* [Work required]:
Show every line of the rows below that contains the string "sock". Case counts.

━━━━━ Recorded information

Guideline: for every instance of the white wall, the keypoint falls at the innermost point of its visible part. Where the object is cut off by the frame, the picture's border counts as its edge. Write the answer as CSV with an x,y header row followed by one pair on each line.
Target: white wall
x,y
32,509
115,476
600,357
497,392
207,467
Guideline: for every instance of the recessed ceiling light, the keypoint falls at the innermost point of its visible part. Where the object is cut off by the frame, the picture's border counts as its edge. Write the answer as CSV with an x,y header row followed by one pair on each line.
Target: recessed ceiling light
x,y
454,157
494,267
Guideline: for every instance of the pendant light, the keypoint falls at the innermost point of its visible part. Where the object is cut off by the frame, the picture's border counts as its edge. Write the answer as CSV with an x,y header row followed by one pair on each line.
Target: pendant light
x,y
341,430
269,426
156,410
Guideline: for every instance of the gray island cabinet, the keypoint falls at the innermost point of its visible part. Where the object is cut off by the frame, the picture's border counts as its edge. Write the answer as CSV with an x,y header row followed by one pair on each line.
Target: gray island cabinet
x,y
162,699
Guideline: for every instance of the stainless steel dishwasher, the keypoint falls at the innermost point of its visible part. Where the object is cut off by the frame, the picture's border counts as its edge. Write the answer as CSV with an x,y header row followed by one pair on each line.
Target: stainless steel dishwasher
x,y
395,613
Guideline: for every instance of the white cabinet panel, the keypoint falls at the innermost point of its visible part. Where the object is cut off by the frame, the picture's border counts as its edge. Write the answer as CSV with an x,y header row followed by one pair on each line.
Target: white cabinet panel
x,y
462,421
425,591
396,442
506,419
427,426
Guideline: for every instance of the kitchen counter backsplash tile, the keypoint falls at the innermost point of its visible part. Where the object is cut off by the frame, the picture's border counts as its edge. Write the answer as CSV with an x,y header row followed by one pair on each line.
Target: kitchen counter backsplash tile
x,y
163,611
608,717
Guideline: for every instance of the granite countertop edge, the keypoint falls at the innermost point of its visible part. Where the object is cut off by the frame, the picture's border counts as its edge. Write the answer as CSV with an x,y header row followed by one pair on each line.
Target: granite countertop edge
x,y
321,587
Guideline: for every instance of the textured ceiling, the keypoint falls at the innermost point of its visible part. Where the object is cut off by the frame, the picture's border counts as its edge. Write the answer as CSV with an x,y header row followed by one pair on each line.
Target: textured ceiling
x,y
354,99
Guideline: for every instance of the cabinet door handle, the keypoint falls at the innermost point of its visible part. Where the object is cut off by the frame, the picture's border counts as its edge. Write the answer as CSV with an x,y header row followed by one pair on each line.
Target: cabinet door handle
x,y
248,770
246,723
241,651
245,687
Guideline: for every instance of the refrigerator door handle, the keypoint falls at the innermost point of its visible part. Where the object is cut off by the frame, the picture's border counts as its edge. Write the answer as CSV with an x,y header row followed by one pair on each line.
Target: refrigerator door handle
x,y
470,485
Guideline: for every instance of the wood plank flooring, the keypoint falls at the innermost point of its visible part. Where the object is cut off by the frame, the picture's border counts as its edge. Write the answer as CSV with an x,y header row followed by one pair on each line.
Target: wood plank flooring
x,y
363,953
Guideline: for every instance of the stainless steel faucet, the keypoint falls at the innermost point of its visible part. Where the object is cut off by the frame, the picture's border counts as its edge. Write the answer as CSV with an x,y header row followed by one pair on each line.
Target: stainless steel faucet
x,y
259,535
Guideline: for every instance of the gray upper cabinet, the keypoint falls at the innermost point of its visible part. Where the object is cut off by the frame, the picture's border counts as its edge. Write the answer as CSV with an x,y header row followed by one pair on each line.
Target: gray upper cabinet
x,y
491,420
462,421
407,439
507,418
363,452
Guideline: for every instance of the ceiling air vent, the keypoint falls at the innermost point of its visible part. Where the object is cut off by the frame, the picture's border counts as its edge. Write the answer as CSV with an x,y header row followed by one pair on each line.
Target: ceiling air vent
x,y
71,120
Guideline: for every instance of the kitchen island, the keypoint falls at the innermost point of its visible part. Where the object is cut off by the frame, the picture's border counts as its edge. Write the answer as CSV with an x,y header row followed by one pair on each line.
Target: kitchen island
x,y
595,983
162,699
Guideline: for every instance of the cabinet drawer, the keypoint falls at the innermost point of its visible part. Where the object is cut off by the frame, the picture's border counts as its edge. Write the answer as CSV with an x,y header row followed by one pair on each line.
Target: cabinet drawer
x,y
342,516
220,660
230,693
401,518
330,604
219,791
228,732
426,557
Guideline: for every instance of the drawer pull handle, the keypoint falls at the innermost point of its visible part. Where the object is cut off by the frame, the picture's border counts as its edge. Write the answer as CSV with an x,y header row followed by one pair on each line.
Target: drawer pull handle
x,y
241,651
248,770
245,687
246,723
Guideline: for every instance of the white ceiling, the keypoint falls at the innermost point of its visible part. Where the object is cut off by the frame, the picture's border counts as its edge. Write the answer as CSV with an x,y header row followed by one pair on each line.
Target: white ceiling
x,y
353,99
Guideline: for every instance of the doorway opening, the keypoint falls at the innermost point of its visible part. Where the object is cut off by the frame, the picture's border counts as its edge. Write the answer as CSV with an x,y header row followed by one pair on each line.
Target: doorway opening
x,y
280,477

━━━━━━━━━━
━━━━━ Recorded information

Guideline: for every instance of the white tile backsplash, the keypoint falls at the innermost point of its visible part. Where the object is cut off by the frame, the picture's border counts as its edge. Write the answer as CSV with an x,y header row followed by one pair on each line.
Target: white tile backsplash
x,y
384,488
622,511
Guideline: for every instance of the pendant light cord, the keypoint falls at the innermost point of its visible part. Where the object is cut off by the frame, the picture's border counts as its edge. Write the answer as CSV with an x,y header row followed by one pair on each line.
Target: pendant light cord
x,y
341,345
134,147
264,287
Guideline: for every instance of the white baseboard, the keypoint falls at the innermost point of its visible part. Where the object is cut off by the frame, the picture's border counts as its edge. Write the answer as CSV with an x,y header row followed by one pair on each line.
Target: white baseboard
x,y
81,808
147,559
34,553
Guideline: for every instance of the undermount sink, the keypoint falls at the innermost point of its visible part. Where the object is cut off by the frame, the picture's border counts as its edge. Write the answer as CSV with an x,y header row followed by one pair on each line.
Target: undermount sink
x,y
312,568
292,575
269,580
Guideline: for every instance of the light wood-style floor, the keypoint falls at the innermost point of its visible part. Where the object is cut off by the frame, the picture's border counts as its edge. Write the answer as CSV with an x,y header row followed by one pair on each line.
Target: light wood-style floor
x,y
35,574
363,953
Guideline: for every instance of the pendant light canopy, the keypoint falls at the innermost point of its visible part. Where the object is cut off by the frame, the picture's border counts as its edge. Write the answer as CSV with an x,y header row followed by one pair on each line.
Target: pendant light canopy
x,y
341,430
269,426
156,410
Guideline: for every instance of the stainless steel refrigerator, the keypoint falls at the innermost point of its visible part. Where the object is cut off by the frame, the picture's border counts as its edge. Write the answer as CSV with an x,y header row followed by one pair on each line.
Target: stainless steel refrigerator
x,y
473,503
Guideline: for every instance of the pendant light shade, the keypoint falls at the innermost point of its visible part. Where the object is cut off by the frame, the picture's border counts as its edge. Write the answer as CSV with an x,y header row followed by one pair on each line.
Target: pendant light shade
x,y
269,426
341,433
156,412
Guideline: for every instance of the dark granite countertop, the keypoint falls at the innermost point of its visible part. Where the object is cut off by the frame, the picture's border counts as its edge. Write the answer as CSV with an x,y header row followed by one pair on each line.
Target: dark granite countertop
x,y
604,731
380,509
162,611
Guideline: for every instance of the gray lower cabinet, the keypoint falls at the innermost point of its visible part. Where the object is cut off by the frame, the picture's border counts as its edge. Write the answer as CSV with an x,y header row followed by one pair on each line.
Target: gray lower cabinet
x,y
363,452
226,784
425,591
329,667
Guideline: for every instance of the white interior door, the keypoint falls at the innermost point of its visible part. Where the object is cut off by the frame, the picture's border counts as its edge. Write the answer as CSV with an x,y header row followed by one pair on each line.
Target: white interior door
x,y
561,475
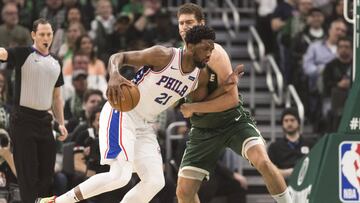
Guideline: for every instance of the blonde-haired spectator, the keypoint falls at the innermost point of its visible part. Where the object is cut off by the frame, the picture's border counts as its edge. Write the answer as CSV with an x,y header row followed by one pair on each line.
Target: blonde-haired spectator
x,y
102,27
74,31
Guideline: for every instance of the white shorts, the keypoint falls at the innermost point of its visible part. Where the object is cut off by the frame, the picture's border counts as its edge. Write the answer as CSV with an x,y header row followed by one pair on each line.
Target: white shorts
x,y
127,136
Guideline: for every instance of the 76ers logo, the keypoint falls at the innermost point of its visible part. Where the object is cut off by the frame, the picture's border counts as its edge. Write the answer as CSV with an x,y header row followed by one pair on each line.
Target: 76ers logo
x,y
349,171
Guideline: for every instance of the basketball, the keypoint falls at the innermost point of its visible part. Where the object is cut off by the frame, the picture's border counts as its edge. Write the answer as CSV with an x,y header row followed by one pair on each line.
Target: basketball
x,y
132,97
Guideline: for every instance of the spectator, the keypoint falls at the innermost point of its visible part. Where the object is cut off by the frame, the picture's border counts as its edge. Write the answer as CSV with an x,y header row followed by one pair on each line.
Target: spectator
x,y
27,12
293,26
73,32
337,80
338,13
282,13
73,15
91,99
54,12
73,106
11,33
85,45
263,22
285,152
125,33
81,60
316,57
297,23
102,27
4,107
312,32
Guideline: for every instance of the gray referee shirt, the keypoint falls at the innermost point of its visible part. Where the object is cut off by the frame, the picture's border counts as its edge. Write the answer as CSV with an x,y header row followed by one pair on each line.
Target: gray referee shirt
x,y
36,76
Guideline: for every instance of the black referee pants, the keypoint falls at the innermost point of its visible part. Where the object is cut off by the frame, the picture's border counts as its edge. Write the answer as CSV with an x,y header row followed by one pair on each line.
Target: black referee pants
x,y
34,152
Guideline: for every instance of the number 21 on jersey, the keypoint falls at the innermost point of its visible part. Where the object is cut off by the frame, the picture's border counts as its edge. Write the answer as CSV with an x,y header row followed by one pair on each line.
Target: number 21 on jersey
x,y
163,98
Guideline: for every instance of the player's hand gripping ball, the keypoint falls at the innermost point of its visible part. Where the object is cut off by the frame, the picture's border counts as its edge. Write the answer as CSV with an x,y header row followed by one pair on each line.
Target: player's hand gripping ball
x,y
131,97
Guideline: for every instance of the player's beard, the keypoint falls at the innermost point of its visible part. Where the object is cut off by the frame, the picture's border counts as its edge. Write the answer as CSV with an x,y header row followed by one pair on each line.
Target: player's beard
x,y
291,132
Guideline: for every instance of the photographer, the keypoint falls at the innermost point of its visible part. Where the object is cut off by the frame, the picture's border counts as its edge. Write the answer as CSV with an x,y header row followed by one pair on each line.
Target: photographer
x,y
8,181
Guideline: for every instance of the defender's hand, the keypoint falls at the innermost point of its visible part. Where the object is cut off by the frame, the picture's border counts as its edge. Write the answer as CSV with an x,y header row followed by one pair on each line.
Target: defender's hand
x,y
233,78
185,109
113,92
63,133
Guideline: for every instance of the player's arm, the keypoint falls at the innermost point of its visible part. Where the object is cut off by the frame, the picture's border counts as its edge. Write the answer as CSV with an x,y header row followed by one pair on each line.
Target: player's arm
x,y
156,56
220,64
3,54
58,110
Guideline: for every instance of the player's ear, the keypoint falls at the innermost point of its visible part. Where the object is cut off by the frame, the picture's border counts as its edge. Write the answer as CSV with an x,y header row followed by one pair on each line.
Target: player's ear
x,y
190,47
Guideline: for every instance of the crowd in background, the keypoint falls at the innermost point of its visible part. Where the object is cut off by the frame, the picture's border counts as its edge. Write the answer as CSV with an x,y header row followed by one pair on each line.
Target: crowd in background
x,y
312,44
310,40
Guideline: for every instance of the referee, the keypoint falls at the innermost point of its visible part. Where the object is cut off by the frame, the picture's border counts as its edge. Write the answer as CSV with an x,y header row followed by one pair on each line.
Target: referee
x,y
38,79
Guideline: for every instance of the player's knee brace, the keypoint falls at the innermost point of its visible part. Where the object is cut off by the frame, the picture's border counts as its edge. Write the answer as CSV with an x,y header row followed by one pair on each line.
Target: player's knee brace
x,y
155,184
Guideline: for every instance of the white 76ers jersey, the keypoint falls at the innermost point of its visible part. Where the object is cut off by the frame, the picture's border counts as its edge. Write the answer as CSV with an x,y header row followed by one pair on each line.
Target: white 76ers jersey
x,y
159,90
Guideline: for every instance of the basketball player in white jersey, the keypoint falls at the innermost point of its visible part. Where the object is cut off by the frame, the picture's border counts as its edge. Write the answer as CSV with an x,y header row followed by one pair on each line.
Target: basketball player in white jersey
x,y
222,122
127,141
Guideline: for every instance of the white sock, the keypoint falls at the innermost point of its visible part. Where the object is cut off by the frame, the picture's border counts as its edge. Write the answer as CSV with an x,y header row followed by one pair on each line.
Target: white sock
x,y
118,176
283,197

━━━━━━━━━━

* [Solution]:
Guideline: for every instance of the white sock, the keypoint falls at the innermost point of its visible part. Where the object is cut off by the frame, the picture's border counts as its edge. Write the answer as CSV with an x,y header row followed by one pair on each line.
Target: white sock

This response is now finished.